(Excerpted passage)
I’ve said it before and I’ll say it again: often, the best and worst quality of a person or experience is the same thing.

Someone asked me recently what the best thing about being a professor is for me. I had to think about it: not because I don’t love my work but actually because there truly are so many good things about the work I am privileged to do each day.

I feel blessed to have made a career choice that lets me write and think and teach for a living. Being with my students of all ages, across race, ability, geography and other identity markers challenges me to stretch myself as a pedagogue and scholar. This is a life that for me, requires a commitment to one’s own personal and professional development. To do this well and in a manner that I find pleasing, I can’t let myself get too comfortable in “teaching as I was taught” or “thinking what I’ve always thought.” Despite my demonstrable expertise, there is no room in my life to be a “know it all.” Being aware of and open to what I don’t know seems critical to my ability to work effectively with students and continue exploring new frontiers in my scholarship because it allows me to continue pressing out, up and beyond whatever I think I know for sure.  And I am glad about this.

(Set of tasks)
1. Do the statements below agree with the passage about being a professor? For each, answer yes or no and quote the deciding words of the passage exactly. (a) The writer answered the question about the best thing of being a professor right away. (b) The writer states there is no room in their life to be a "know it all." (c) The writer describes a career that allows writing, thinking and teaching for a living.
2. Translate this sentence from the passage about being a professor into Spanish: "This is a life that for me, requires a commitment to one’s own personal and professional development."
3. From the passage about being a professor, reproduce word for word the part that opens with the words "I’ve said it" and closes with "do each day.".

(Entries)
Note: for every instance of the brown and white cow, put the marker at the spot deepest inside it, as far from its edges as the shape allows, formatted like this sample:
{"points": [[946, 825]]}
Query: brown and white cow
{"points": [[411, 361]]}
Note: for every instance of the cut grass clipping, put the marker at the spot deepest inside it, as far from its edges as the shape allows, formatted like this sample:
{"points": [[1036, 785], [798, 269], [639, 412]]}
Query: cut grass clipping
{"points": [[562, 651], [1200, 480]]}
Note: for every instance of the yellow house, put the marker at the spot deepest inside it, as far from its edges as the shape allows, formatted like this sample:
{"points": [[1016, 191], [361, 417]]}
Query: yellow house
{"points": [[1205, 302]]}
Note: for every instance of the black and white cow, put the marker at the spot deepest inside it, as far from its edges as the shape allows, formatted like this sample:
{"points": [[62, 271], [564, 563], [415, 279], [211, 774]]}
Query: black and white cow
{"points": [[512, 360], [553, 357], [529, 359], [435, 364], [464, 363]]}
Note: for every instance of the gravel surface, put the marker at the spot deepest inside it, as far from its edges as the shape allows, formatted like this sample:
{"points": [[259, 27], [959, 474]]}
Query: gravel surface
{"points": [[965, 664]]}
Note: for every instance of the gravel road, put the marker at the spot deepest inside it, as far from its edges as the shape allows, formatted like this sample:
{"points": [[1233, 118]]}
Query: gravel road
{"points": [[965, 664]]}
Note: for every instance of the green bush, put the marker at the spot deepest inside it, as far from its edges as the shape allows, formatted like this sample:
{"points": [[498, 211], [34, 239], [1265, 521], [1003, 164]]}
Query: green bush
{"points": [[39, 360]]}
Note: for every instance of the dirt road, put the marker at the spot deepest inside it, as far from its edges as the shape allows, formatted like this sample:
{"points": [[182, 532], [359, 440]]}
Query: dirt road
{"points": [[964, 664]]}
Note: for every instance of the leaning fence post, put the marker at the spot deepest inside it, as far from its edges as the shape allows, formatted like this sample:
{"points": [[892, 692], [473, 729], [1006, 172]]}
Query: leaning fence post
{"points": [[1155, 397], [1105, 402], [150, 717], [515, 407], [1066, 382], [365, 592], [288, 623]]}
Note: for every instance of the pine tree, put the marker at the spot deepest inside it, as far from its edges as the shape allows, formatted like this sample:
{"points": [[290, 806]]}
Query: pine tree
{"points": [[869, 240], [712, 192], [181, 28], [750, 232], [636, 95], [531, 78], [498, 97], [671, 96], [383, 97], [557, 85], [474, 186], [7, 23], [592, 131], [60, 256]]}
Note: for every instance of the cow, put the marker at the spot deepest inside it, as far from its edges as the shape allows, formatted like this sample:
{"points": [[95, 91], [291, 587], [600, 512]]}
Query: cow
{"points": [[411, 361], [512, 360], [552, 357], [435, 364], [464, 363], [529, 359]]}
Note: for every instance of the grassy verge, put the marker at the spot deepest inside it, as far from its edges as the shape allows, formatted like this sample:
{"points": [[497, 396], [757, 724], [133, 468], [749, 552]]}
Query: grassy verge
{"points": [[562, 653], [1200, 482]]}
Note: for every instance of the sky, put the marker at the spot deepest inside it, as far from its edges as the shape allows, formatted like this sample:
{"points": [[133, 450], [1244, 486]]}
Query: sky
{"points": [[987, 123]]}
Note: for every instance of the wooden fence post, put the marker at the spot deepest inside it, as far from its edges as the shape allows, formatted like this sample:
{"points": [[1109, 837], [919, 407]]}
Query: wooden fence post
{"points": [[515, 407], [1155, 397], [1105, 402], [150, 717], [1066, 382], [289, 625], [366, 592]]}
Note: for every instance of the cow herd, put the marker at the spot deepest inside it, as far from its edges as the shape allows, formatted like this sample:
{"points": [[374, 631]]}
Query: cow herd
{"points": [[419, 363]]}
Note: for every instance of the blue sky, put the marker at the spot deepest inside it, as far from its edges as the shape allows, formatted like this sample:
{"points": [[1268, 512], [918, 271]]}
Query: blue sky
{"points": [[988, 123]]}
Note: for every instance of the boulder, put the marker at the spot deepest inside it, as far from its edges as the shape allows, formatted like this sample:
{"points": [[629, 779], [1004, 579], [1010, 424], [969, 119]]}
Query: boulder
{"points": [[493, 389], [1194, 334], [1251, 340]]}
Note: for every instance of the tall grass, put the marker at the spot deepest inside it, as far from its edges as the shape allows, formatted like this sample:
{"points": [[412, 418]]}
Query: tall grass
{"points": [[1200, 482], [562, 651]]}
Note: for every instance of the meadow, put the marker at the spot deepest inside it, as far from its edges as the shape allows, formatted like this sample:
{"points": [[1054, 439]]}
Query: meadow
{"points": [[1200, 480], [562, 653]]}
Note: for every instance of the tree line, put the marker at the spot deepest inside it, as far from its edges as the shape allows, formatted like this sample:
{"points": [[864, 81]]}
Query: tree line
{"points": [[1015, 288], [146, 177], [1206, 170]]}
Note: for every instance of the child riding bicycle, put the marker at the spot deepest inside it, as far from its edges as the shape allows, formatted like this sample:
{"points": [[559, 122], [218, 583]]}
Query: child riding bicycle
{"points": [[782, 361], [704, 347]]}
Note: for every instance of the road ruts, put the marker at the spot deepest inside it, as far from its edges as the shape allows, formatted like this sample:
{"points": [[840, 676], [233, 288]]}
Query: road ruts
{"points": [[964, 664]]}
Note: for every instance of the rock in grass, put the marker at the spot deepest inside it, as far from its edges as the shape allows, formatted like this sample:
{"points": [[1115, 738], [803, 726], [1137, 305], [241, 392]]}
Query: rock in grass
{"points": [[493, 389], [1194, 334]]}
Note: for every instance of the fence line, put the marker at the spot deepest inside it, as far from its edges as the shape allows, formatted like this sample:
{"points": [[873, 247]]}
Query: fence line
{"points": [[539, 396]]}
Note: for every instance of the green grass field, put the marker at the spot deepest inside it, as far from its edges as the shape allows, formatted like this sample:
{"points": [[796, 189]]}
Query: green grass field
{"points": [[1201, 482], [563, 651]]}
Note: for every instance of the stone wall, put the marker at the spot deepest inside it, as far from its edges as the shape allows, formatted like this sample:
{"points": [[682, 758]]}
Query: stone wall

(Written responses)
1.
(a) No: "I had to think about it"
(b) Yes: "there is no room in my life to be a “know it all.”"
(c) Yes: "lets me write and think and teach for a living"

2. Esta es una vida que, para mí, exige un compromiso con el propio desarrollo personal y profesional.

3.
I’ve said it before and I’ll say it again: often, the best and worst quality of a person or experience is the same thing.

Someone asked me recently what the best thing about being a professor is for me. I had to think about it: not because I don’t love my work but actually because there truly are so many good things about the work I am privileged to do each day.